- **Given request**:
Give back each entry unchanged, minus pictures.

▼▼▼

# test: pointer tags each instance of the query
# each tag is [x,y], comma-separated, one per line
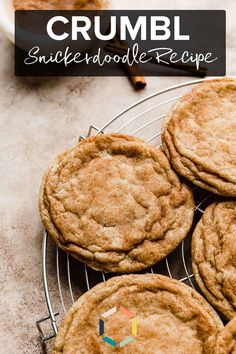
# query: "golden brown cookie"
[157,314]
[226,340]
[114,203]
[199,136]
[214,256]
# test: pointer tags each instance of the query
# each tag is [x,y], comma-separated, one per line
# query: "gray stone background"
[38,119]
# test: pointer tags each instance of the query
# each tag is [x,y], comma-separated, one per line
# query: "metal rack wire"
[69,279]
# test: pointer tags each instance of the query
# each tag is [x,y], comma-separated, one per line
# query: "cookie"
[157,314]
[199,136]
[226,340]
[114,202]
[214,256]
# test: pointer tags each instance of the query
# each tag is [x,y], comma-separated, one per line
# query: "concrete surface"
[38,119]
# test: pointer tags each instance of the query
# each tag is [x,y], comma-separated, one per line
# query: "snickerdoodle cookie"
[199,136]
[226,340]
[144,314]
[214,256]
[115,203]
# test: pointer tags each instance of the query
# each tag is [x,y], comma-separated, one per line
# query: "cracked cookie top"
[214,256]
[199,136]
[170,317]
[114,202]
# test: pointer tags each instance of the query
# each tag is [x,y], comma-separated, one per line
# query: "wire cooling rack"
[65,278]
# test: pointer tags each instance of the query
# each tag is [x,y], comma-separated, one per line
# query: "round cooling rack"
[65,278]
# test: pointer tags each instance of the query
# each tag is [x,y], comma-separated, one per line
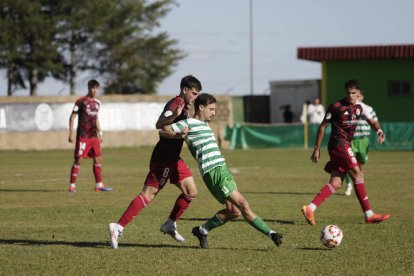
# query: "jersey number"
[164,177]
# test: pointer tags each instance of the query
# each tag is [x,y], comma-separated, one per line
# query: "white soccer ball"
[331,236]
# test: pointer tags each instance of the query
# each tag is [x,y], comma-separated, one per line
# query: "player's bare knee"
[235,213]
[244,206]
[359,180]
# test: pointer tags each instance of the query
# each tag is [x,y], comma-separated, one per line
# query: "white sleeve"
[179,126]
[366,111]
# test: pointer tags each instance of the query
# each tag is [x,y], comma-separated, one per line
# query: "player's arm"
[99,130]
[372,119]
[72,117]
[319,136]
[168,116]
[377,128]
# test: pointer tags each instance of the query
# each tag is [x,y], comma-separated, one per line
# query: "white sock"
[203,230]
[312,206]
[369,213]
[119,227]
[170,223]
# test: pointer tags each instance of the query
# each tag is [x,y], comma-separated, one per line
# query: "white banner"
[55,116]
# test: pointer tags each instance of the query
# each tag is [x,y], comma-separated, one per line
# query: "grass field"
[46,230]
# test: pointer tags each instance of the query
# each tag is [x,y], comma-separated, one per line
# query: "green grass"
[46,230]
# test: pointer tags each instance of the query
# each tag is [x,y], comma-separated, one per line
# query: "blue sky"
[215,36]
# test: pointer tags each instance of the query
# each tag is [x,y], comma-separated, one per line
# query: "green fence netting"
[398,136]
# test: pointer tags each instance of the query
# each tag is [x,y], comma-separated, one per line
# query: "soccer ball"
[331,236]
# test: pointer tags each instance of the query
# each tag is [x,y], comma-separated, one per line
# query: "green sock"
[213,223]
[261,226]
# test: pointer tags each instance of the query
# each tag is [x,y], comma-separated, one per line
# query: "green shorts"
[220,183]
[360,146]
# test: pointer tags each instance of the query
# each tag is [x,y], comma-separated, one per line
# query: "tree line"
[116,39]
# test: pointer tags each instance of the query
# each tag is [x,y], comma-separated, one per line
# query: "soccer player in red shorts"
[88,136]
[343,115]
[166,164]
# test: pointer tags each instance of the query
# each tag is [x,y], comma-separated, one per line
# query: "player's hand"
[381,136]
[315,156]
[71,139]
[179,109]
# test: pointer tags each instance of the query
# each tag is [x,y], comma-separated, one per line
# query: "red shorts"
[160,173]
[342,159]
[87,147]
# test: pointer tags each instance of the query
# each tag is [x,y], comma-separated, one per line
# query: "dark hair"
[203,99]
[93,83]
[190,82]
[352,84]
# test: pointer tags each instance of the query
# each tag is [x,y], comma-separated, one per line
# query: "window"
[399,89]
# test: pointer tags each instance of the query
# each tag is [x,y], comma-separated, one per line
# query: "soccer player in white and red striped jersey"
[343,115]
[88,136]
[166,164]
[360,141]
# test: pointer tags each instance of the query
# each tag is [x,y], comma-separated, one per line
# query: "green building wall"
[373,76]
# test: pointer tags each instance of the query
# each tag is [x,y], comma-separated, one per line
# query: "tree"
[130,56]
[10,47]
[28,51]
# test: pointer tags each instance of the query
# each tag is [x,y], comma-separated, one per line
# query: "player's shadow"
[313,248]
[242,220]
[87,244]
[29,191]
[279,193]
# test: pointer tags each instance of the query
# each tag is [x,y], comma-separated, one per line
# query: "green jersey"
[363,129]
[202,143]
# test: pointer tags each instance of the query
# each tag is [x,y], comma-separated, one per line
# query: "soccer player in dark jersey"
[166,164]
[343,115]
[88,136]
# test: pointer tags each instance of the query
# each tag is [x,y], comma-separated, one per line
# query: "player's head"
[205,107]
[360,95]
[93,86]
[352,89]
[190,87]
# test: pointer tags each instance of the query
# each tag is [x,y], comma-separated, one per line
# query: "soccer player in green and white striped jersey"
[360,140]
[212,165]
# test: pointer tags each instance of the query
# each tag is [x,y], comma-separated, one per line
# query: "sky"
[216,38]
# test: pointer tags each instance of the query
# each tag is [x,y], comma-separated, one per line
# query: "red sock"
[97,171]
[74,173]
[181,204]
[136,205]
[362,195]
[324,194]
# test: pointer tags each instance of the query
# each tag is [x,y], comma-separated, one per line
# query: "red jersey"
[87,110]
[343,117]
[168,150]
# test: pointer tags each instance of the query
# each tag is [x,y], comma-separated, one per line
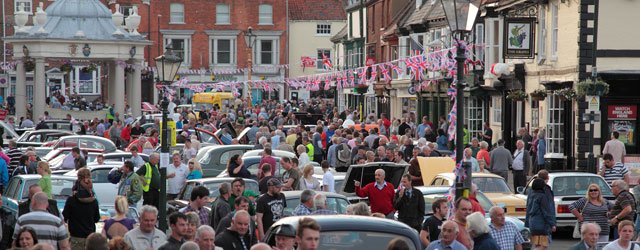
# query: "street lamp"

▲▲▲

- **Solution to the problem**:
# test: pointer tags each instance of the query
# each tag is [x,y], comma-separated, one per line
# query: "golden brown cookie"
[157,314]
[226,340]
[114,203]
[199,136]
[214,256]
# test: pointer tags each instance of the query
# each tag is [x,y], comma-separated, one per line
# query: "gray stone background"
[38,119]
# test: pointer tags each instance of the query
# each tag is [x,y], comma-separated, one per line
# query: "metal rack wire"
[69,279]
# test: pointer tags each instance of the query
# each tag is [x,y], comma-separated, one per line
# query: "cookie"
[157,314]
[199,136]
[226,340]
[114,202]
[214,256]
# test: pointer tags each instance of the query
# each tag is [x,y], comma-separated, one per line
# query: "concrete surface"
[38,119]
# test: pointer tags each instance of the query
# each tag is [x,y], comma-separated, one per line
# query: "snickerdoodle cookie"
[199,136]
[226,340]
[144,314]
[214,256]
[115,203]
# test: pointer tags each instance of the query
# each tag is [x,y], comma-separated, one per line
# query: "cracked cookie top"
[214,256]
[199,136]
[170,317]
[114,202]
# test: pointer tags each instance of the query
# each tag is [x,y], comma-separated, one per line
# query: "wire cooling rack"
[65,278]
# test: pointer tags each instance of the query
# each tag is [x,y], comma-separated, one per line
# query: "round cooling rack"
[65,278]
# test: pointer tags each instance of the query
# each tag is [x,y], comma-separated, one per line
# query: "jersey number"
[164,177]
# test: pointer tags each instance of the query
# each tag is [x,y], comma-separated, one per line
# query: "white soccer ball"
[331,236]
# test: pointer tags each instance of the query
# each tag is [x,y], comma-separated, one per line
# query: "player's bare knee"
[235,213]
[244,206]
[359,180]
# test: pointer tags each instance of the query
# each tag is [x,y], comma-separated, one per line
# query: "white sleeve"
[179,126]
[366,111]
# test: pointer tags each instance of the query
# each tag is [x,y], comma-separated, one per line
# query: "player's arm"
[99,130]
[372,119]
[72,117]
[319,136]
[168,116]
[377,128]
# test: pointer tags each instance of the query
# each tag is [x,y], comma-separated, one per line
# query: "white sock"
[203,230]
[312,206]
[369,213]
[119,227]
[170,223]
# test: pointer tags each instance of the query
# each tag is [x,y], comma-separated, one per line
# query: "white banner"
[55,116]
# test: pointer tags each instance of the query
# each tag is [x,y], comma-separated, one per line
# query: "grass field"
[46,230]
# test: pointer tags each instance of the query
# each tag is [x,y], comma-separated, one per line
# query: "green grass"
[46,230]
# test: pointer tags each instance of the query
# each tag is [x,y], comma-separated, one per line
# query: "blue sky"
[215,36]
# test: pointer tags each instance of the query
# each tag is [x,y], comma-separated, one per line
# query: "green fence netting"
[398,136]
# test: pointer tags each instance of the query
# each tag is [x,y], comma-separated, one per line
# query: "soccer ball"
[331,236]
# test: pointer tags each instance of the query
# each tag is [x,y], comma-separated, one per line
# query: "green sock"
[213,223]
[261,226]
# test: pointer tags each instance of the query
# each tag is [x,y], comma-separated, one per line
# query: "green shorts"
[220,183]
[360,146]
# test: pointer tags each instance of the query
# each tag is [x,y], comma-separated, one per line
# query: "tree line"
[116,39]
# test: pointer tags each instance of the query
# each tag is [x,y], comma-separated, one per line
# query: "soccer player in red shorts"
[88,136]
[343,115]
[166,164]
# test: pointer tags each instance of the query
# each tag is [x,y], comma-separated, one per line
# query: "player's hand"
[381,136]
[315,156]
[71,139]
[179,109]
# test: pointer tags each instance of the query
# each tag is [x,y], comma-separated, one per line
# query: "red shorts"
[160,173]
[342,159]
[87,147]
# test: pointer tags each instance of the query
# each tag is [x,y], comma-separated, one per line
# query: "dark hair"
[203,99]
[93,83]
[190,82]
[352,84]
# test: pointer tags each instance of the query
# each tag is [x,y], comma-separated, one per line
# query: "window"
[399,89]
# test: pointer tags each instance of the query
# each tag is [x,y], comma-separated, one per line
# query: "soccer player in white and red striped jersey"
[343,115]
[88,136]
[166,164]
[360,141]
# test: pointer tags each instance of the query
# each tag is [x,y], comma-separated, one per line
# query: "green building wall"
[373,76]
# test: pointer tags each instance of the query
# each tag is [x,y], comma-separated, one per line
# query: "tree"
[130,56]
[10,47]
[28,51]
# test: pointer tags each instance of the query
# each tag is [x,y], comma-separated, one per line
# query: "player's shadow"
[313,248]
[242,220]
[87,244]
[29,191]
[279,193]
# test: pointer tags each instance of the query
# each tag is [x,y], comma-separated, one per line
# query: "green jersey"
[363,129]
[202,143]
# test: pointer tags each instance of the query
# each tag is [x,y], comma-separated, one per line
# query: "soccer player in dark jersey"
[166,164]
[343,115]
[88,136]
# test: pointer tags each instance of the query
# each tag is [x,y], comma-separated, one per line
# query: "player's head"
[205,107]
[360,95]
[93,86]
[352,89]
[190,87]
# test: pointer tags each instance of the query
# each tag is [x,y], comma-separated, one per line
# query: "soccer player in green and white striped jersey"
[360,140]
[212,165]
# test: pointer tags each instance of the query
# each tag is [x,y], comma-separated, one per line
# query: "sky"
[216,38]
# test: pointer tags each instance of the query
# each tag is [x,y], comma-separated, one per line
# query: "red sock"
[97,171]
[74,173]
[181,204]
[136,205]
[362,195]
[324,194]
# test: pointer tags each instance of the query
# each tag is [x,y], comma-separated, one per line
# query: "red jersey"
[87,110]
[343,117]
[168,150]
# test: pointer tags each instance of the query
# each tag is [x,y], comma-separated, one per line
# query: "street lamp"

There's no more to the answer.